··· Records shown

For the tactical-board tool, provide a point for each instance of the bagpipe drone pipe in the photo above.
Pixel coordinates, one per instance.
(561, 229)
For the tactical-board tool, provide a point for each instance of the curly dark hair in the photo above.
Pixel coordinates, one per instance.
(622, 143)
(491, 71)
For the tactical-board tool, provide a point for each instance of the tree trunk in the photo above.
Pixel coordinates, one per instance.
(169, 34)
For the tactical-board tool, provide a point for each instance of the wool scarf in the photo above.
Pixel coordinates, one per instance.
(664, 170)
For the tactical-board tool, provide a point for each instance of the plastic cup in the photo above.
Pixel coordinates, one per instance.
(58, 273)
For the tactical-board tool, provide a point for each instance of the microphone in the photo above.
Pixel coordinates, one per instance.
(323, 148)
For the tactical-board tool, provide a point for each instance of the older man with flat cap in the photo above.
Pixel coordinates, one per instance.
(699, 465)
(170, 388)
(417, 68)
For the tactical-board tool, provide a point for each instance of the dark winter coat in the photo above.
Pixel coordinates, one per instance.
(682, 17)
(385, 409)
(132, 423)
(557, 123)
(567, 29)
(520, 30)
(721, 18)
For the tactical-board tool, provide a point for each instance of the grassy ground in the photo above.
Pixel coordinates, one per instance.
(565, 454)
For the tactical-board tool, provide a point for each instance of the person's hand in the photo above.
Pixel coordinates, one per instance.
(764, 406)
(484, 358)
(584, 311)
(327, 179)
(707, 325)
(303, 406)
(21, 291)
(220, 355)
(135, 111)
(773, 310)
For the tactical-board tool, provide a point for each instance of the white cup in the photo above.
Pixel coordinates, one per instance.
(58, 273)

······

- Problem description
Present all of the items above as a numbered list, leaving out any blank lines.

- Problem solution
1. For the tactical-board tool, provide a point for each instance of the bagpipe drone pipe in the photo above.
2. Pixel coordinates, one per instance.
3. (561, 229)
4. For the tactical-board tool, provide a point for each instance of the curly dark hair in the photo above.
5. Pixel coordinates, one per instance.
6. (622, 143)
7. (491, 71)
8. For the tactical-board tool, provide a point for each instance of the tree trunk in the photo above.
9. Pixel coordinates, one per instance.
10. (169, 34)
11. For the tactical-board tool, provide a point for each instance of the wool scarf in the photo above.
12. Pixel coordinates, one per instance.
13. (664, 170)
14. For the tactical-board tool, provide a point for each instance of the plastic cup in the photo above.
15. Pixel coordinates, one per instance.
16. (58, 273)
17. For the tactical-board tool, provide a point for each instance of the microphone in the photo above.
18. Pixel coordinates, one per instance.
19. (323, 148)
20. For the tactical-board tool, provide a point for each instance of the older man with flat cap in the photo above.
21. Pixel coordinates, one per instance.
22. (699, 465)
23. (170, 388)
24. (417, 68)
25. For the tactical-board tool, provide a point for each instance of the dark winter coat in the photo above.
26. Pixel coordinates, one per instance.
27. (682, 17)
28. (385, 409)
29. (132, 423)
30. (557, 123)
31. (567, 29)
32. (520, 30)
33. (721, 18)
34. For the tactical-board tool, provide a point for each instance of the grassy ground in the photo above.
35. Pixel coordinates, one per instance.
36. (565, 454)
37. For the tactical-board tool, provide a point for each instance of the person's hand in the photo above.
38. Pixel coordinates, one per instance.
39. (764, 406)
40. (484, 358)
41. (584, 311)
42. (327, 179)
43. (707, 325)
44. (303, 406)
45. (21, 291)
46. (220, 355)
47. (135, 111)
48. (773, 310)
49. For the tactical-board tool, provide a point for each instance of the white cup in the photo above.
50. Pixel coordinates, one per instance.
51. (58, 273)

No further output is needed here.